------ Texte de l'exercice ------
Haïti : Kenbe la – Jusqu’à la victoire

Radio-Canada, 20 novembre 2019

Le nouveau film du réalisateur et journaliste Will Prosper sera présenté aux Rencontres internationales du documentaire de Montréal (RIDM). Kenbe la – Jusqu’à la victoire est un documentaire réalisé sur trois ans relatant l’histoire d’Alain Philoctète, un homme touché et porté par plusieurs combats.

Changer ce qui se trame en Haïti : c’est la quête ultime d’Alain Philoctète. Parallèlement à cette quête, cet homme vit un combat bien personnel, celui contre le cancer. Kenbe la, qui signifie « ne lâche pas » en créole, prend ainsi tout son sens.

Celui qui a dû quitter son pays d’origine alors qu’il était un candidat politique controversé et visé par des attaques par balles – il s’est fait dire : « Soit tu quittes le pays en avion,  soit tu vas finir par le quitter en cercueil » – a finalement trouvé son compte à Montréal il y a une quinzaine d’années.
------ Section des données ------
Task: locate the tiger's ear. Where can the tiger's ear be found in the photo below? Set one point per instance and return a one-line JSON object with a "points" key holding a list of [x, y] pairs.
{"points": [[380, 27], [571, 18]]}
------
------ Section des données ------
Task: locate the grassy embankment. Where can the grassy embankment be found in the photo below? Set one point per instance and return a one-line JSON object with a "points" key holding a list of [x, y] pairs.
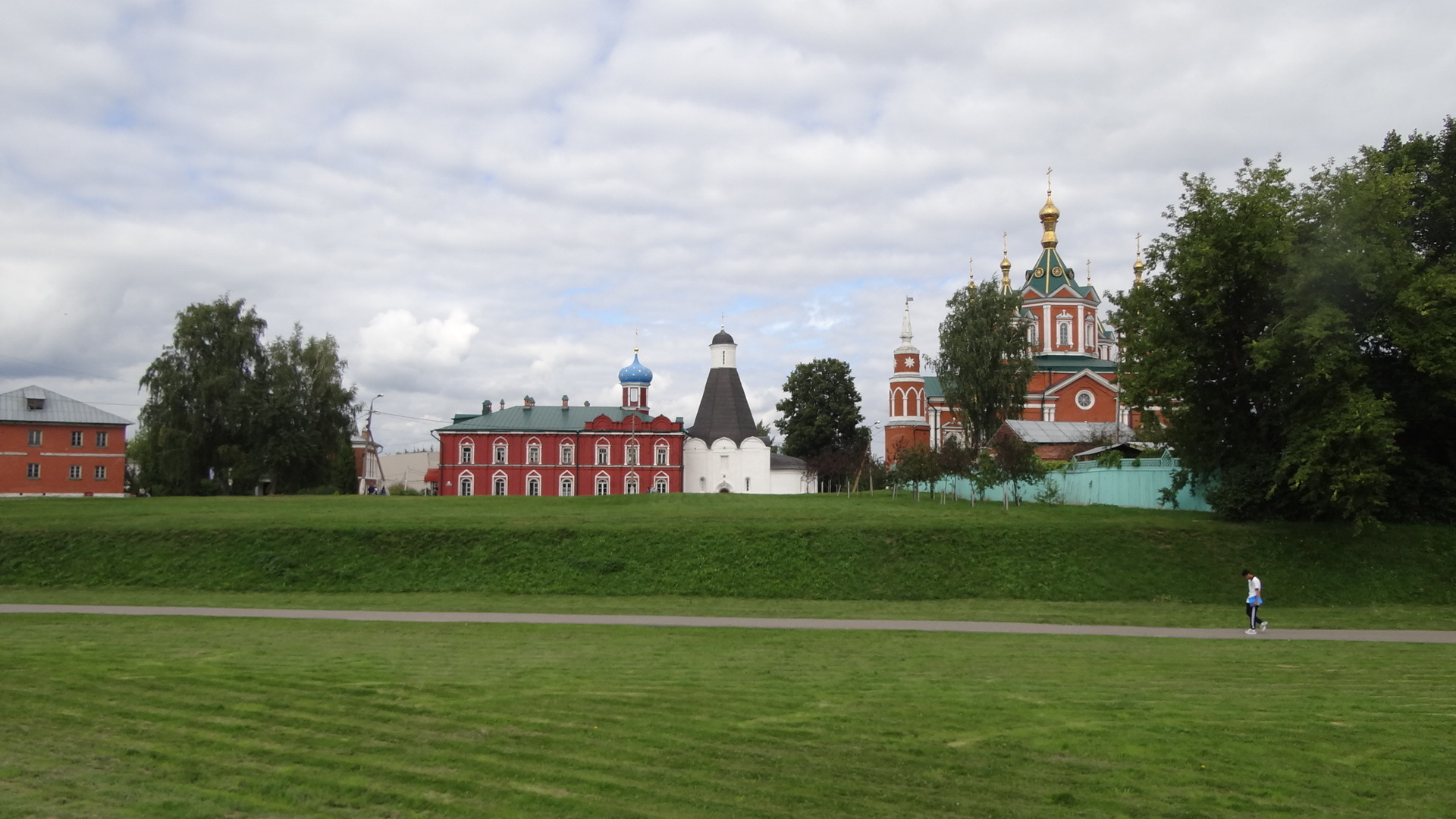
------
------ Section des données ------
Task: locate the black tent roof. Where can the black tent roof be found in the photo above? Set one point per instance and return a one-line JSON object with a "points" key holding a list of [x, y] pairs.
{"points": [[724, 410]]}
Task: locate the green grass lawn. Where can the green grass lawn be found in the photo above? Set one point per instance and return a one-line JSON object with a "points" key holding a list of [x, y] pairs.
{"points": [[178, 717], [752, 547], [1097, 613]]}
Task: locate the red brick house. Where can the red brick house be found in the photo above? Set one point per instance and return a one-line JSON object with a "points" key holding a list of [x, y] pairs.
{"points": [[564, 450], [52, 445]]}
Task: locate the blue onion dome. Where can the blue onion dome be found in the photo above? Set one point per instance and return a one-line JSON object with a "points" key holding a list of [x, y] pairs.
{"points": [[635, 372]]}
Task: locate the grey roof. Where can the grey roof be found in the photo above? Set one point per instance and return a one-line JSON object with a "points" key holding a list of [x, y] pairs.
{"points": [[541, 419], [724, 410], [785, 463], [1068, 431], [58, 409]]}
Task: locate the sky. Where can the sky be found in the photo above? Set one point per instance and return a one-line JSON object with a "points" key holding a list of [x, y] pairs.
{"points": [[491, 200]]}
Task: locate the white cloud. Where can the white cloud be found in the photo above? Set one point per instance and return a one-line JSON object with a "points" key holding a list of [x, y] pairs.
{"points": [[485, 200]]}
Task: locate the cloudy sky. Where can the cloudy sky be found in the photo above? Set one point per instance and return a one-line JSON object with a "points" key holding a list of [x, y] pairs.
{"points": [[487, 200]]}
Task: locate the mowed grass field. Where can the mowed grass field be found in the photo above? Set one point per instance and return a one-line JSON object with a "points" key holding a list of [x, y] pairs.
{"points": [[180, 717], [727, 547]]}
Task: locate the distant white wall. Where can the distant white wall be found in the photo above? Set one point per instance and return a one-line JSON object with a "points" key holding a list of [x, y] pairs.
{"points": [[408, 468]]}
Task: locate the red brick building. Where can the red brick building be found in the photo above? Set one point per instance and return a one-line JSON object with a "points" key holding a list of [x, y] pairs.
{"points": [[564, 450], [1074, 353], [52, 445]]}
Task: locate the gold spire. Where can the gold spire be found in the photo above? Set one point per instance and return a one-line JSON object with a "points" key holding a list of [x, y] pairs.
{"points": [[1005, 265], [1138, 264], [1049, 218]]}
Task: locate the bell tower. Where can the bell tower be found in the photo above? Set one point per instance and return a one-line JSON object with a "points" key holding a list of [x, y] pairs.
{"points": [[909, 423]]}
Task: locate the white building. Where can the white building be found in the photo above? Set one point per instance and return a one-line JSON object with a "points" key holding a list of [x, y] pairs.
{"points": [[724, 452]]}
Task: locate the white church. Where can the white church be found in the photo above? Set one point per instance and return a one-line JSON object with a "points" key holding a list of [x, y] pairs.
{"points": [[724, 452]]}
------
Travail à effectuer:
[1] Relevez toutes les indications de date ou de durée figurant dans le texte de l'exercice.
[2] D'après l'article sur le documentaire Kenbe la, que signifie l'expression « Kenbe la » en créole ?
[3] Poursuivez l'article consacré au documentaire Kenbe la à partir de sa dernière phrase.

Réponses aux consignes:
[1]
- 20 novembre 2019
- trois ans
- il y a une quinzaine d'années

[2] Elle signifie « ne lâche pas ».

[3]
En fait, c’est au Québec qu’il a découvert, à travers le travail de Jean-Martin Fortier, la permaculture. Il s’est imprégné de la théorie pour l’enseigner à ceux et celles qui travaillent la terre, mais aussi, ultimement, dans le but de transmettre un jour ses connaissances aux siens.

Dans ce film, on finit par voir que c’est une histoire qui est profondément humaine avant tout. Puis on tombe en amour avec l’humanité derrière l’homme. Avec sa sagesse, avec ses réflexions, avec sa famille, avec ses enfants, raconte Will Prosper. Il ajoute qu’il a rencontré Alain il y a un peu plus de cinq ans, lorsqu’il a lui-même été candidat aux élections provinciales pour Québec Solidaire en 2012.

Retour aux sources

Dans Kenbe la – Jusqu’à la victoire, Alain retourne en Haïti après plus de 15 ans avec, en poche, son plus grand rêve : celui de faire part à son peuple de ses connaissances acquises en permaculture pour qu’Haïti, où le coût de la vie est extrêmement élevé, devienne autosuffisant, et non dépendant de tous les produits alimentaires qui y sont expédiés.

Les protestations actuelles en Haïti, ce n’est pas seulement à cause de PetroCaribe, mentionne Will Prosper. C’est parce que le coût de la vie, pour le pays le plus pauvre en Amérique, est extrêmement cher et que les gens n’arrivent plus à survivre.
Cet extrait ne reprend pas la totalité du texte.